[Available data start]
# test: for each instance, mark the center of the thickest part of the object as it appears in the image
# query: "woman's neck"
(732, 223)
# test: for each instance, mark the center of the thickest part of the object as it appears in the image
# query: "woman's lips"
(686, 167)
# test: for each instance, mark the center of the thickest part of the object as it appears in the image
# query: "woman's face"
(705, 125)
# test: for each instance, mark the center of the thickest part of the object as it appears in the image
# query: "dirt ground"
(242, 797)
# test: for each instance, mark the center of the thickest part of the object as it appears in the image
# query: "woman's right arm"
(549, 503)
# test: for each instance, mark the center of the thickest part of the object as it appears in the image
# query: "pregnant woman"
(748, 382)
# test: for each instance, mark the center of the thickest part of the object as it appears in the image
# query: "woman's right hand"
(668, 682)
[Available data end]
[Available data start]
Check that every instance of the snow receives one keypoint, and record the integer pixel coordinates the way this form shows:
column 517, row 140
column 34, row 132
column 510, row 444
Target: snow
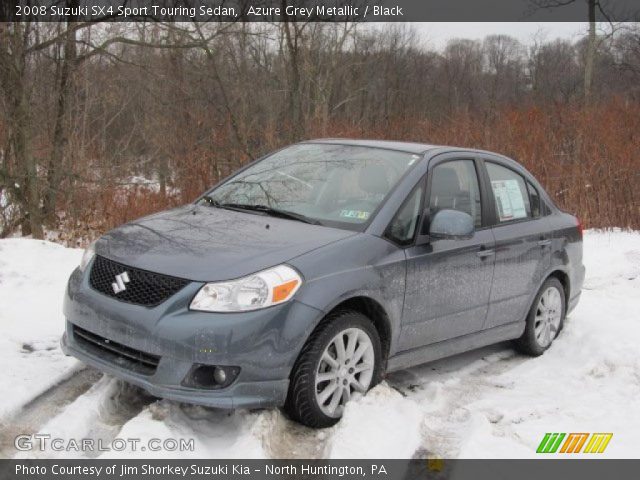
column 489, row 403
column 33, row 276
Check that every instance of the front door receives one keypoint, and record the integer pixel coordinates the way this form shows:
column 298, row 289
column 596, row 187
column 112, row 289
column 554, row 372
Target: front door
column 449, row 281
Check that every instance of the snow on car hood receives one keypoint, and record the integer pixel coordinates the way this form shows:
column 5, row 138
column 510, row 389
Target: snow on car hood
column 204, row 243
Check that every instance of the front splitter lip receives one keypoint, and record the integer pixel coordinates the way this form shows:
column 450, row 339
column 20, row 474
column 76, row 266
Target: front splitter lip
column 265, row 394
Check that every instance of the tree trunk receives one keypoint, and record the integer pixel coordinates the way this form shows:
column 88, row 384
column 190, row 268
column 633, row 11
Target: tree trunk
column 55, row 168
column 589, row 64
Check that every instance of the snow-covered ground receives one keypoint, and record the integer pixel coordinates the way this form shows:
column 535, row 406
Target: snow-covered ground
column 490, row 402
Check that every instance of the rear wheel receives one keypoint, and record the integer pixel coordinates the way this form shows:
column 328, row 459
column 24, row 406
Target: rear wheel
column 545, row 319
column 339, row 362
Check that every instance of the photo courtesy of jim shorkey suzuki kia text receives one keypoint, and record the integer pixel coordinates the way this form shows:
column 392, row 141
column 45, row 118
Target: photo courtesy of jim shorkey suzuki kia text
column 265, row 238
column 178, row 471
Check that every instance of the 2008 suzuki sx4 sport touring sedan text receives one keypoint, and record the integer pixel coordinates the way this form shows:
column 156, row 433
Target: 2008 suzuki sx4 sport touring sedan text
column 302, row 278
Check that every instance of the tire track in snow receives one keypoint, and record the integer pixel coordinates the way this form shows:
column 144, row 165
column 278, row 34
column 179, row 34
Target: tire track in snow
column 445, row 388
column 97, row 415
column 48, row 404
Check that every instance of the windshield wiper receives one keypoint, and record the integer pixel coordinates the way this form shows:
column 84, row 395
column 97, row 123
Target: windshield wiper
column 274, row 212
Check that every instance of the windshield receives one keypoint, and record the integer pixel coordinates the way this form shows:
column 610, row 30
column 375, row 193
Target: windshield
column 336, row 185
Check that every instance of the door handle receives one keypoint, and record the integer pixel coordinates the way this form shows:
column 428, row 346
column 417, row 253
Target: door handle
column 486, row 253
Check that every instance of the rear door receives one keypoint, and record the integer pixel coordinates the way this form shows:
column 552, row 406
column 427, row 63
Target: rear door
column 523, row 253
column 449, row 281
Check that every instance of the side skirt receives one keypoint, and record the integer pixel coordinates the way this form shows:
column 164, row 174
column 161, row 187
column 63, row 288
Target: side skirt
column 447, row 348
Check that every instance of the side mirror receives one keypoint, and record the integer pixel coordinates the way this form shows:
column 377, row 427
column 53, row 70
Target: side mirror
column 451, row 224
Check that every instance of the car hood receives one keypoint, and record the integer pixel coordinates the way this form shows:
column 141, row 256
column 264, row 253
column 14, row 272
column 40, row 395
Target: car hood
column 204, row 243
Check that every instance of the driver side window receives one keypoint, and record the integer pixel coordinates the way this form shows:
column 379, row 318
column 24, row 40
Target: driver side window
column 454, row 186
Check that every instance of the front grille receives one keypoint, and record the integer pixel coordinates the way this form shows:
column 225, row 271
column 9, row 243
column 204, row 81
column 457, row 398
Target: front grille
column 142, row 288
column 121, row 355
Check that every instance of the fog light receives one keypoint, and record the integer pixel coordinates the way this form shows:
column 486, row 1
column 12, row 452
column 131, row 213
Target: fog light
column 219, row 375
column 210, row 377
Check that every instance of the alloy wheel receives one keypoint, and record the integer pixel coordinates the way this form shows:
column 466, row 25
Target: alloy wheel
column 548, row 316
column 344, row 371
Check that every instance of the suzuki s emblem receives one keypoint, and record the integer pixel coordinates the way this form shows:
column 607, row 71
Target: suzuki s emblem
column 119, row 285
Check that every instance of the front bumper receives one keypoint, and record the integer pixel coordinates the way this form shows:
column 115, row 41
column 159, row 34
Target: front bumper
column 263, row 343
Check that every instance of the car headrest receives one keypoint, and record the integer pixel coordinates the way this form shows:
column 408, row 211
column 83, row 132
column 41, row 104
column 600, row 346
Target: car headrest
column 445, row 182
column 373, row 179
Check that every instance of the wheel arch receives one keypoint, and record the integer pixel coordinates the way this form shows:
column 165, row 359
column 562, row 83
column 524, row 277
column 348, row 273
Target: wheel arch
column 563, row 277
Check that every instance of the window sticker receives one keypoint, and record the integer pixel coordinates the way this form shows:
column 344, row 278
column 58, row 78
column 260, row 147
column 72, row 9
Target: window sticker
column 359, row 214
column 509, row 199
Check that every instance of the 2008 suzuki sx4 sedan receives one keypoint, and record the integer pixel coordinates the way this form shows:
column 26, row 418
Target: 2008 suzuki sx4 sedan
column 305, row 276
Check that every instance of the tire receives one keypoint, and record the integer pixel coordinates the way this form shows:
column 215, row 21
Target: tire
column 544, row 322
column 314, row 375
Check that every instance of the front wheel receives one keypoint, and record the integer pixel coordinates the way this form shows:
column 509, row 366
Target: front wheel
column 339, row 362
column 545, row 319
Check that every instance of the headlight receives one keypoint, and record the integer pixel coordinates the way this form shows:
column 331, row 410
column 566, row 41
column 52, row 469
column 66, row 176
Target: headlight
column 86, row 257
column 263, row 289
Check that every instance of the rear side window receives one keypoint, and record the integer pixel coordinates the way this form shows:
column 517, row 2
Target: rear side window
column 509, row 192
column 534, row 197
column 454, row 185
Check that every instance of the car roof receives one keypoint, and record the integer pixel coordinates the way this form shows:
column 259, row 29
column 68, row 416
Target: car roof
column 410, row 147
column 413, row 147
[Available data end]
Short task: Reproduce the lines of the material above, from the line containing "Check that every instance of the alloy" through the line containing "column 344, row 371", with both lines included.

Task solution:
Check that every instance of the alloy wheel receives one keypoint, and record the integer pixel coordinates the way this form shows:
column 466, row 25
Target: alloy wheel
column 548, row 316
column 344, row 371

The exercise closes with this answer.